WHAT YOU NEED TO DO
Pick out all lines in the listing holding the string "frame" and copy them.

INFORMATION GIVEN
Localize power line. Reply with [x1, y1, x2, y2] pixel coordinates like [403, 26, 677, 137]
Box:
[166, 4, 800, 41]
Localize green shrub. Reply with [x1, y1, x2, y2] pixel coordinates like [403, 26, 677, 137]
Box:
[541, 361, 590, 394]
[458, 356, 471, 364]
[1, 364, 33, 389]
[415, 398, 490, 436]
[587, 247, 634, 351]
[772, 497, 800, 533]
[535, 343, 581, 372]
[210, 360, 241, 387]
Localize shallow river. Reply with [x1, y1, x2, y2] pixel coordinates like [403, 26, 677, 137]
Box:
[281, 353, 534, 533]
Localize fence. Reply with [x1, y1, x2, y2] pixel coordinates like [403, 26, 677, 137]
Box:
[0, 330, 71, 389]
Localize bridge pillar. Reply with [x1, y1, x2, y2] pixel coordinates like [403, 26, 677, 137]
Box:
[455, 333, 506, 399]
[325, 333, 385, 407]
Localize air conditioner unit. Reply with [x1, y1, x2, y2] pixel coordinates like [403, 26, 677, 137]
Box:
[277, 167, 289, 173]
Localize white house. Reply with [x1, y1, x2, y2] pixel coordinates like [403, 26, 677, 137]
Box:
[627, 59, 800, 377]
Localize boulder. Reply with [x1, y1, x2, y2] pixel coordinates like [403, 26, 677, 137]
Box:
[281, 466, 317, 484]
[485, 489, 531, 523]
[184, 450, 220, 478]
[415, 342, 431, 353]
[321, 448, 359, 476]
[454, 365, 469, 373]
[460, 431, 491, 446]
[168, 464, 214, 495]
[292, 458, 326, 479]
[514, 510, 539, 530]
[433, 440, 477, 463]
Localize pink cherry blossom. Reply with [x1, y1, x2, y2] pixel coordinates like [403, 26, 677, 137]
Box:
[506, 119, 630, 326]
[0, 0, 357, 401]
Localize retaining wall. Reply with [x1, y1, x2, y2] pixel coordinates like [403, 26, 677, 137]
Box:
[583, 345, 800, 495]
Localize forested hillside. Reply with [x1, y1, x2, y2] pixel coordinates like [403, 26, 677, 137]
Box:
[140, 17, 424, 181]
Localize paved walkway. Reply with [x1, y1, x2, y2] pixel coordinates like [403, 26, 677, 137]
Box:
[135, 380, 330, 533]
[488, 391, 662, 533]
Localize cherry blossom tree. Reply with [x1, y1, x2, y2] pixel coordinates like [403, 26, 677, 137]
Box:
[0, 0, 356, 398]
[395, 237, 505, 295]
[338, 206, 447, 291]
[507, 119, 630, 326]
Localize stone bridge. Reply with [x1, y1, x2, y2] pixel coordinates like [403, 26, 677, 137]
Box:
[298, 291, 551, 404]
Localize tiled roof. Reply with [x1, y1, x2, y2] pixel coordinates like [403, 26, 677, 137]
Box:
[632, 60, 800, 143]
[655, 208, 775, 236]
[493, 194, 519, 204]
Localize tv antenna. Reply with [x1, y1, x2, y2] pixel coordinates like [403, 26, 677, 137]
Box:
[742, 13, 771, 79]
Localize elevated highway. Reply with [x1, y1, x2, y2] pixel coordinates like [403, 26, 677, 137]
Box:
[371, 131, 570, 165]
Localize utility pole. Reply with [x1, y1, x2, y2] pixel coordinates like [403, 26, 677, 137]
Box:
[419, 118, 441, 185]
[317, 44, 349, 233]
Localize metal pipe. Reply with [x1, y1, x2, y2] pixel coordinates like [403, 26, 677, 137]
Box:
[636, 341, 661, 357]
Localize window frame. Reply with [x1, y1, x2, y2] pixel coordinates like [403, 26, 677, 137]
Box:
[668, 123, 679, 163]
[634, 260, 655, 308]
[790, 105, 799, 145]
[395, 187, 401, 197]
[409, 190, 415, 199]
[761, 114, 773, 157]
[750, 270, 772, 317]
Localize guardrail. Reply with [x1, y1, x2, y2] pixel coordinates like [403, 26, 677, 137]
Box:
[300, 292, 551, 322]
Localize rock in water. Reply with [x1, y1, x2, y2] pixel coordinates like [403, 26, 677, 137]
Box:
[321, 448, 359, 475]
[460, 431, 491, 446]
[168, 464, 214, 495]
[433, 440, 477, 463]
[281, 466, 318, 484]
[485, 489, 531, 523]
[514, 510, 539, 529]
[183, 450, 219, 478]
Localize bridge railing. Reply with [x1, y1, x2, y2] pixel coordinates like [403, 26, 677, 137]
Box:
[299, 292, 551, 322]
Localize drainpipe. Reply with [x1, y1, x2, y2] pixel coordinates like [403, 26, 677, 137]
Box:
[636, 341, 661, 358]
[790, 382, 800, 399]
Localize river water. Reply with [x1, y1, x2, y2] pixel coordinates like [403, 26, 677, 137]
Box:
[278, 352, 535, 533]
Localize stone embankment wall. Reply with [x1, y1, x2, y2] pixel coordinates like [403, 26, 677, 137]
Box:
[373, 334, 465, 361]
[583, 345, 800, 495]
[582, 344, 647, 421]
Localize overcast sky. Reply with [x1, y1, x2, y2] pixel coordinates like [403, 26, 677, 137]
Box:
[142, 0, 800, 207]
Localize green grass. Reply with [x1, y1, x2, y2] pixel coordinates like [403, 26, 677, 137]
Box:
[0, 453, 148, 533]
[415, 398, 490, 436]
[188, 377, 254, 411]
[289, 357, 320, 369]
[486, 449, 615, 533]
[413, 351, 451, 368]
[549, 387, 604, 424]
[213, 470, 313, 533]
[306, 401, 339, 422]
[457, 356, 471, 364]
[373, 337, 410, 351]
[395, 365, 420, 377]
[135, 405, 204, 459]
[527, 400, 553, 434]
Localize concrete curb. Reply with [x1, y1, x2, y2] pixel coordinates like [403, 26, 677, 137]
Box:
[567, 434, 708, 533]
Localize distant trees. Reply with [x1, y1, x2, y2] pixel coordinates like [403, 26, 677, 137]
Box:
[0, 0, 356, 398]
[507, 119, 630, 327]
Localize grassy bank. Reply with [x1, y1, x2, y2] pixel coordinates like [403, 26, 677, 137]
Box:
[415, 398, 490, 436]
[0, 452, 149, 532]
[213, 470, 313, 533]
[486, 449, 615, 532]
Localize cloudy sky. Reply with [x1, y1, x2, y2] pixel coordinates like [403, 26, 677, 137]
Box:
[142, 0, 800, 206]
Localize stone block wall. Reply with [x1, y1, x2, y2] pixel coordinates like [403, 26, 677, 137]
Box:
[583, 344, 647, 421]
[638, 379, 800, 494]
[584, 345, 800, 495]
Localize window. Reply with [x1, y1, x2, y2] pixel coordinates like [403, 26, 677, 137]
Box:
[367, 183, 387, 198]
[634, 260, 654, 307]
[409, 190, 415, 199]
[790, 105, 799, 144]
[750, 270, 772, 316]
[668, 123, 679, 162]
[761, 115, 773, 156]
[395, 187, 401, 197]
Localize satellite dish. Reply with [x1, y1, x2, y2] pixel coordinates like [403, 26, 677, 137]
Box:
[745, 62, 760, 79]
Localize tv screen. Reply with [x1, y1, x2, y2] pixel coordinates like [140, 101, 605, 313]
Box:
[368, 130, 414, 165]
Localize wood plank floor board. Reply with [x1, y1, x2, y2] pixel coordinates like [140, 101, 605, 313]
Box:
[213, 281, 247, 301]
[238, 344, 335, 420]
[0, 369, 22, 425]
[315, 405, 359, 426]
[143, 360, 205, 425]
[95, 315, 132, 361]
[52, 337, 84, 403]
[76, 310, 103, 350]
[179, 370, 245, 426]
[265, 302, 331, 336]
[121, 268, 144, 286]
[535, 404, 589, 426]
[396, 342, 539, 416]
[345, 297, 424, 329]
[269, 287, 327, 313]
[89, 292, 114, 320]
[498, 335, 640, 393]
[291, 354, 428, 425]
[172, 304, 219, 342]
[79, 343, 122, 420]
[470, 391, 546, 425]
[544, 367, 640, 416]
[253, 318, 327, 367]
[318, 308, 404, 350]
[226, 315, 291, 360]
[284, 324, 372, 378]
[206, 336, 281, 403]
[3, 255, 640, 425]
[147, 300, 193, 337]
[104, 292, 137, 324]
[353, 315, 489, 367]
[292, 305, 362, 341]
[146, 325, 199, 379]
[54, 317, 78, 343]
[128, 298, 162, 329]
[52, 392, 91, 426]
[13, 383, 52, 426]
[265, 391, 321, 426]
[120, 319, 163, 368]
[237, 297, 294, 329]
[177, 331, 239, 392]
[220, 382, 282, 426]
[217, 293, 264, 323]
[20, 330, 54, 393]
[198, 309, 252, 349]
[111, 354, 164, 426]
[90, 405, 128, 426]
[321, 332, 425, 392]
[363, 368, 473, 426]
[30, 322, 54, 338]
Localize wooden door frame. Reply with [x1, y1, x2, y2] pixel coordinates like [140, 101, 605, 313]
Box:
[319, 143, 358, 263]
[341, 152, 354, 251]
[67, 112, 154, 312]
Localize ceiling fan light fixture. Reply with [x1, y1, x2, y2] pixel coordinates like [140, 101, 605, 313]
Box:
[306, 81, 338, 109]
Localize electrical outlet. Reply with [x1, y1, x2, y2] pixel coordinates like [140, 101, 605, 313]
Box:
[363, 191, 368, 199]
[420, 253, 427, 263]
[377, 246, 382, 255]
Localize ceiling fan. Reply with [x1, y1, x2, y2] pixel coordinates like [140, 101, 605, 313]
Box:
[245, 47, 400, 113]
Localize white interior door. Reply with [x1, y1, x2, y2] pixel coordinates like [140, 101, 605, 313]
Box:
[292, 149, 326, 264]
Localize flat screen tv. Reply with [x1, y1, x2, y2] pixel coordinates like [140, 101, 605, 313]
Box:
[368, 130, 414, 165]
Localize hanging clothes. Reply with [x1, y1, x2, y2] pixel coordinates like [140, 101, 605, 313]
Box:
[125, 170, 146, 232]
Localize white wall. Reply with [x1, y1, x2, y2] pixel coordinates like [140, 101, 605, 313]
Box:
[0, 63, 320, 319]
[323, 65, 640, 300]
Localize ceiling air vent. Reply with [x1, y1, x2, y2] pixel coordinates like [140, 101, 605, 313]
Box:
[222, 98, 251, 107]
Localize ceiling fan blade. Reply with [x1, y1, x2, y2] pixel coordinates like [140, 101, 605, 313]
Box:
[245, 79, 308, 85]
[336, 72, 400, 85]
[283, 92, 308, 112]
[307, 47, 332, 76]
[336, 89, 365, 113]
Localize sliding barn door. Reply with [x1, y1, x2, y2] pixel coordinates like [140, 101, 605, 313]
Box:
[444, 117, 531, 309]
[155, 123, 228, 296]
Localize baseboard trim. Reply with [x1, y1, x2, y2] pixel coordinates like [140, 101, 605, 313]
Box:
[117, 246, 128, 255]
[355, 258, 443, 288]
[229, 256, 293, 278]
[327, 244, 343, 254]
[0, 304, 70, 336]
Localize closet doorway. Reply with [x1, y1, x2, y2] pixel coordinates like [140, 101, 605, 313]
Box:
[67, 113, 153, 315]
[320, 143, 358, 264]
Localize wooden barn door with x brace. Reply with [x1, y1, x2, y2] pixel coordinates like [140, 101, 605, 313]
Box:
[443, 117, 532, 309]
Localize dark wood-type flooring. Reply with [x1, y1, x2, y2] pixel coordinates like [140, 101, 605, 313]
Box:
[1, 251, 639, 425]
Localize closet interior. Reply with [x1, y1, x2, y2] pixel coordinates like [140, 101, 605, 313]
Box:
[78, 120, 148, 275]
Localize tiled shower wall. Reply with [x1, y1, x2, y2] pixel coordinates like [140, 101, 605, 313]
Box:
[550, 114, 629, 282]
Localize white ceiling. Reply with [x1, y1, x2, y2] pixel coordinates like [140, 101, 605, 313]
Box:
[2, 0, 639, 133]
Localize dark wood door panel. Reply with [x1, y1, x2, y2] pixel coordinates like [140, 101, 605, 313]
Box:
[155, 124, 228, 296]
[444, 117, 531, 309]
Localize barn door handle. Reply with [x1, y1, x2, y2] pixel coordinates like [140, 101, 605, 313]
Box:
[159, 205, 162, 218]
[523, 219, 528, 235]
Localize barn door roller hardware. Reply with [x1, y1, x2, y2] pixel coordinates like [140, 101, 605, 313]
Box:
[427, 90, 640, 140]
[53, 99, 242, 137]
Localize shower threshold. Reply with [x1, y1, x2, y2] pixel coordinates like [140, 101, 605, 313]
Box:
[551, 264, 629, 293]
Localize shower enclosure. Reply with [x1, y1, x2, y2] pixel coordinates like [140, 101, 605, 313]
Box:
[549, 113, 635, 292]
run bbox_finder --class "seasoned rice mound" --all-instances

EXERCISE RESULT
Localize window frame. Reply with [x1, y1, x2, y2] pixel coordinates like [403, 26, 677, 137]
Localize wooden door frame. Reply with [x1, y1, x2, y2] pixel coordinates like [140, 101, 605, 313]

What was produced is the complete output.